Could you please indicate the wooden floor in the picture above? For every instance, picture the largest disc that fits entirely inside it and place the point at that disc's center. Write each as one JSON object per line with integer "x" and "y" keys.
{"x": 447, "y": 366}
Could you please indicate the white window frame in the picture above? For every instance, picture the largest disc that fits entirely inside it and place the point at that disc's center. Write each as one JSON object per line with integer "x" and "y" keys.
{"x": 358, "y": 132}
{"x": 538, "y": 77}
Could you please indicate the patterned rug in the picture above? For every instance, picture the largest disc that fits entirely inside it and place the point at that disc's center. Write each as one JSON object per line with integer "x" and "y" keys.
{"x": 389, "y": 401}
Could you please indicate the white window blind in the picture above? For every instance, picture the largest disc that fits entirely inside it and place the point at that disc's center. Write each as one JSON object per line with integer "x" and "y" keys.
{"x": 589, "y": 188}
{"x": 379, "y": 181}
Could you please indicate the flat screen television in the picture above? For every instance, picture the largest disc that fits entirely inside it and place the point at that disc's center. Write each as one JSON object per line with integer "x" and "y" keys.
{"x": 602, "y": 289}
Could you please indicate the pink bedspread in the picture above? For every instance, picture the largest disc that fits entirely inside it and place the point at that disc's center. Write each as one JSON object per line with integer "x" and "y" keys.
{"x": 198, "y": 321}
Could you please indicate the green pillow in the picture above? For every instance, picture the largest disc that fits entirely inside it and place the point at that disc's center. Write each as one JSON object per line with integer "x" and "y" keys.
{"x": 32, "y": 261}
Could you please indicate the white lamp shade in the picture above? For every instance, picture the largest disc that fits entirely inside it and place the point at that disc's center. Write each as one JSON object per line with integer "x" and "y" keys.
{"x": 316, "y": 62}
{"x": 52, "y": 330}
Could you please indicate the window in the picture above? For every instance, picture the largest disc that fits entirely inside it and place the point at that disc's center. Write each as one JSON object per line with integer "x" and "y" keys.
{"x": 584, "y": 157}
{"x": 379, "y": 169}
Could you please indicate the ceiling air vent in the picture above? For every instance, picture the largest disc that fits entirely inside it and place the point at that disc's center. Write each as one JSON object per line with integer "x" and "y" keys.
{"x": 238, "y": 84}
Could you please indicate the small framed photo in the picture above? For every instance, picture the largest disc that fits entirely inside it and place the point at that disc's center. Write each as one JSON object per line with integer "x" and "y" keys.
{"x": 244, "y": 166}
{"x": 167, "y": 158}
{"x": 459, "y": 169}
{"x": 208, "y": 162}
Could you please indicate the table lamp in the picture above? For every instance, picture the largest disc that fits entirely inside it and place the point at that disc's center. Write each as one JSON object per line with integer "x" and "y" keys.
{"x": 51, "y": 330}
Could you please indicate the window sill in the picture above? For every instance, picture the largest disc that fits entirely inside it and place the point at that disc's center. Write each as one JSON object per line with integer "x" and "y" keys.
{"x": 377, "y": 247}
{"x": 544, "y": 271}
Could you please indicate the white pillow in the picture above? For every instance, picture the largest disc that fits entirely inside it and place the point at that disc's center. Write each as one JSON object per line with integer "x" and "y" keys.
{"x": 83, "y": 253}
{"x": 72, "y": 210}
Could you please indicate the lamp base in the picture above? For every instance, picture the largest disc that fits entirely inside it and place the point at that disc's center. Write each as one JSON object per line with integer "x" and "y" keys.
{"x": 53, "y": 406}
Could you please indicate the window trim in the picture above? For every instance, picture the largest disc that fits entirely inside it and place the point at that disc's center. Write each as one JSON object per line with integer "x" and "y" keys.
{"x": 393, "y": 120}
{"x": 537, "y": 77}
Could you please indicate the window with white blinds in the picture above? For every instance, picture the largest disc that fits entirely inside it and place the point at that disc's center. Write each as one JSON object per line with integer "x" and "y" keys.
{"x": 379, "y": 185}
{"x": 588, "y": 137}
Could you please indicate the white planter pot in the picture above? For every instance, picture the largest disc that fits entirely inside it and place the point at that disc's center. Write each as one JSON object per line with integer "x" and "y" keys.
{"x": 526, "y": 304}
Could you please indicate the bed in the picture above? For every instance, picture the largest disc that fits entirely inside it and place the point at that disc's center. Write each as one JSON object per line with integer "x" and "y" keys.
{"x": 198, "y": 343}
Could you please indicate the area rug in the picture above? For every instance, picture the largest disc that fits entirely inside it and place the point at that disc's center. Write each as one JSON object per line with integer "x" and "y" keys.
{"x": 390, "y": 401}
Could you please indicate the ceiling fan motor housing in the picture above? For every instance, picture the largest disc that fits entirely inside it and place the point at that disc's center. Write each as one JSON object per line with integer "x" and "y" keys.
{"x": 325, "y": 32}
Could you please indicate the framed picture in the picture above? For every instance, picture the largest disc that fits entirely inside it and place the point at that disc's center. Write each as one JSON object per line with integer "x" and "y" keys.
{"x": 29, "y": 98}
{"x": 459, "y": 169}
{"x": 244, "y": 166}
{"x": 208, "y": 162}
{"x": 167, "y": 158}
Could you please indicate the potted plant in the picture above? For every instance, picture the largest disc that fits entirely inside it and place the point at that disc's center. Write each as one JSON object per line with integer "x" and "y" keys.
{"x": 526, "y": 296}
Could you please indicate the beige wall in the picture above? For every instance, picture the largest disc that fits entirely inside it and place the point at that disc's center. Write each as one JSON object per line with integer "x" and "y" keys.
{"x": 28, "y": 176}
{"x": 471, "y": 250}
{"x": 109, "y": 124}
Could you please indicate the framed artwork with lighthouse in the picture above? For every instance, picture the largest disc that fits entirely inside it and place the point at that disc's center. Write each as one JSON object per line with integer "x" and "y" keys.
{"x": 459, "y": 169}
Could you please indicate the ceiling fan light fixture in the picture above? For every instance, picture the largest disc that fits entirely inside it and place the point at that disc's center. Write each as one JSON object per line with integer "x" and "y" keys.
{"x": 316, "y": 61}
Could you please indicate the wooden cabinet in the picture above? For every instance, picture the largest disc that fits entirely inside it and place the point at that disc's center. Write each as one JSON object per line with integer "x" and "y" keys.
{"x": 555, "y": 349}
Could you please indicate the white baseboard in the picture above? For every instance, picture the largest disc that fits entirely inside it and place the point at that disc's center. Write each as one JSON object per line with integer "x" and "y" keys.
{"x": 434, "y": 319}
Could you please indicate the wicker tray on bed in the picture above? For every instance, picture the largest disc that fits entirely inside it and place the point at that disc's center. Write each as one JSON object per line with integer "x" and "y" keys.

* **Directions**
Full repetition needed. Write out every entry above exactly as given.

* **Exercise output**
Could you please indicate the wooden floor in the picture above? For every instance, picture the largest disc that fits entirely inside it and place the point at that disc's center. Write each as one JSON object per line with integer "x" and "y" keys.
{"x": 447, "y": 366}
Could you please indicate the white window frame in the picture above? For every instance, picture the largest disc that fits entirely inside it and place the point at that disc's center. Write each as one JSON object per line with integer "x" and "y" keys.
{"x": 358, "y": 132}
{"x": 538, "y": 77}
Could you please indicate the patterned rug in the picture above? For every instance, picture the largest disc that fits entirely inside it and place the point at that disc's center. Write each as one JSON object per line with integer "x" and "y" keys.
{"x": 389, "y": 401}
Could you please indicate the white window blind in the picture above? For every instance, picture the largest disc that fits entirely inside it and place the point at that disc's center. Write each as one JSON object per line with integer "x" and "y" keys.
{"x": 589, "y": 188}
{"x": 379, "y": 181}
Could you please indicate the flat screen television in the picture above? For every instance, picture the largest disc that fits entirely inside it and place the point at that disc's center. Write each as one JSON object per line with integer "x" and "y" keys.
{"x": 602, "y": 289}
Could you please indicate the pink bedspread in the picture above? For every instance, picture the largest disc that fits entirely inside it and place the point at that disc's center. Write each as one JSON object per line with integer "x" and "y" keys.
{"x": 198, "y": 321}
Could you please indicate the green pillow in the picture above? For every instance, picture the largest disc that fits entirely inside it and place the point at that disc's center. Write each as one JSON object per line with integer "x" and "y" keys.
{"x": 32, "y": 261}
Could you please indicate the white lamp shade in the picture above? For every instance, picture the largest disc that fits entirely inside it and place the point at that disc's center. Write each as one JSON object per line with integer "x" and "y" keys.
{"x": 316, "y": 62}
{"x": 52, "y": 330}
Could you please indicate the window in the picture above? For every instance, picture the largest disc that fits entirely inside it and place the point at that disc's center. Write each as one JSON object per line with integer "x" and "y" keys.
{"x": 584, "y": 157}
{"x": 379, "y": 169}
Could you please indicate the ceiling air vent in the picture above? For every instance, picture the largest disc that fits entirely inside it and place the point at that disc's center. Write each as one JSON object per line with integer "x" and "y" keys.
{"x": 238, "y": 84}
Could you please indicate the small framed photo in the picture above? For every instance, picture the largest disc that fits entirely inside it and place the point at that disc's center. Write each as one JSON object per line with integer "x" and "y" keys.
{"x": 244, "y": 166}
{"x": 167, "y": 158}
{"x": 459, "y": 169}
{"x": 208, "y": 162}
Could you please indicate the table lamp in the picture above? For every instance, picture the largest disc that fits entirely inside it and place the point at that disc's center. Write each as one JSON object per line with integer "x" and "y" keys.
{"x": 51, "y": 330}
Could you please indicate the window sill in the picture above? For every instance, picture the largest disc that fits entirely inside it and place the point at that disc's center. Write each as one JSON object per line with integer "x" and "y" keys.
{"x": 377, "y": 247}
{"x": 544, "y": 271}
Could you please indicate the white pillow in the picture above? For every instance, picture the largest disc that fits entirely inside it and place the point at that disc's center. Write each as one JSON object per line with integer "x" and "y" keys.
{"x": 83, "y": 253}
{"x": 72, "y": 210}
Could you please indicate the lamp base in the picture above? For every instance, picture the largest disc that fits entirely inside it and place the point at that disc's center. Write each as one JSON object per line with integer "x" and "y" keys.
{"x": 53, "y": 406}
Could you please indicate the window trim in the picture above? For every instance, picture the largest disc that fits entirely inside it and place the point at that disc's center. Write each as one JSON object per line with integer "x" and "y" keys.
{"x": 393, "y": 120}
{"x": 537, "y": 77}
Could you please indicate the window with white blinds in the picture above? For every instance, picture the largest disc that fits entirely inside it and place the point at that disc's center. Write each as one JSON object per line with integer "x" and "y" keys.
{"x": 379, "y": 185}
{"x": 588, "y": 137}
Could you please indicate the white planter pot in the picture above? For every instance, picture the largest disc that fits entirely inside it and place the point at that disc's center. Write each as one JSON object per line with integer "x" and "y" keys.
{"x": 526, "y": 304}
Could you please indicate the bed in the picture above? For every instance, picture the largest disc that fits entirely inside it and place the point at that disc's center. Write each as one JSON object per line with integer "x" and "y" keys.
{"x": 198, "y": 343}
Could you please indicate the area rug in the picture above? For every instance, picture the largest disc that fits entirely inside it and place the point at that disc's center. Write each as one JSON object per line with integer "x" and "y" keys.
{"x": 390, "y": 401}
Could you please indicate the ceiling fan motor housing in the picture above? For every instance, picture the largest disc that fits entirely inside it and place the point at that disc's center. Write each as one JSON object per line with integer "x" and "y" keys.
{"x": 325, "y": 32}
Could you please indicate the framed picture in the picture above? For every instance, picture the largest disc that fits entirely inside it and place the point at that disc's center. Write each as one JSON object per line with integer "x" and "y" keys.
{"x": 29, "y": 98}
{"x": 459, "y": 169}
{"x": 244, "y": 166}
{"x": 208, "y": 162}
{"x": 167, "y": 158}
Could you please indicate the potted plant in the picture above? For every instance, picture the largest disc that fits entirely inside it and place the point at that disc's center. Write each as one JSON object per line with integer "x" and "y" keys.
{"x": 526, "y": 296}
Could you please indicate the beige wall in the picture above? For every instance, picture the largest disc that fits entirely inside it and place the point at that disc's center. Write each as one JSON object per line with integer "x" and "y" keys.
{"x": 28, "y": 176}
{"x": 471, "y": 250}
{"x": 109, "y": 124}
Could you please indicate the framed artwork with lighthouse in the picture above? For every instance, picture the largest disc that fits entirely inside it and place the point at that disc's center. Write each as one JSON object per line with integer "x" and "y" keys.
{"x": 459, "y": 169}
Could you please indicate the ceiling fan light fixture in the picture above? For every instance, picture the largest disc that fits entirely inside it and place the point at that disc's center. Write each as one JSON object per line with integer "x" and "y" keys.
{"x": 316, "y": 61}
Could you please indicate the wooden cabinet in the picture above? For every instance, picture the largest disc that fits entirely inside it and place the point at that disc's center. Write each as one JSON object per line with integer "x" and "y" keys.
{"x": 555, "y": 349}
Could you please indicate the white baseboard in the picture above? For every instance, picture the largest disc that fits entirely inside it and place the point at that disc's center. Write each as one JSON object per line with integer "x" and "y" keys.
{"x": 434, "y": 319}
Could you please indicate the wicker tray on bed in the picture above? For every instance, picture the largest disc that fits entirely inside it and place the point at that disc's center. Write each as one JSON object per line with integer "x" and "y" keys.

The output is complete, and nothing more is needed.